D’un mari notaire autant que cocu, au dire de sa mie, très jaloux parce qu’il est sexagénaire, l’histoire tourne vers un sentimentalisme sans facilité pour laisser au doux silencieux la primeur sur le crâne et fringant militaire. Jean-Sébastien Bou reprend son rôle de capitaine Clavaroche pour à nouveau y briller, et si la neige du I a blanchi ses cheveux, elle n’a pas touché une voix toujours parfaitement projetée et extrêmement complète, dont on comprend la quasi intégralité du texte.
Face à lui, Joseph Kaiser a laissé la place à Cyrille Dubois, ténor au timbre toujours aussi limpide, qui confirme de surcroît une voix plus charnue qu’il y a quelques années. Son style naïf, un peu trop appuyé au début, trouve un magnifique épanchement dans le grand air d’amour du II, avant un vif duo au III, tellement vivifié qu’il le touche légèrement dans la justesse de l’air ensuite, avant un magnifique final.

*ENTRÉES LISTÉES*

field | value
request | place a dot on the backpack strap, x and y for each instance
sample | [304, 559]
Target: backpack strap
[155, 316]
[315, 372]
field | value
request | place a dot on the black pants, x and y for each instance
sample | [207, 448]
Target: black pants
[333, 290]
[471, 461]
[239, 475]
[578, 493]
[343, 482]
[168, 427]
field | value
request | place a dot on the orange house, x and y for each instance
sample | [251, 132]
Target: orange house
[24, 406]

*CONSIGNE*
Relevez, dans l'extrait du document, toutes les personnes désignées par leur prénom et leur nom.

*RÉPONSE ATTENDUE*
Jean-Sébastien Bou, Joseph Kaiser, Cyrille Dubois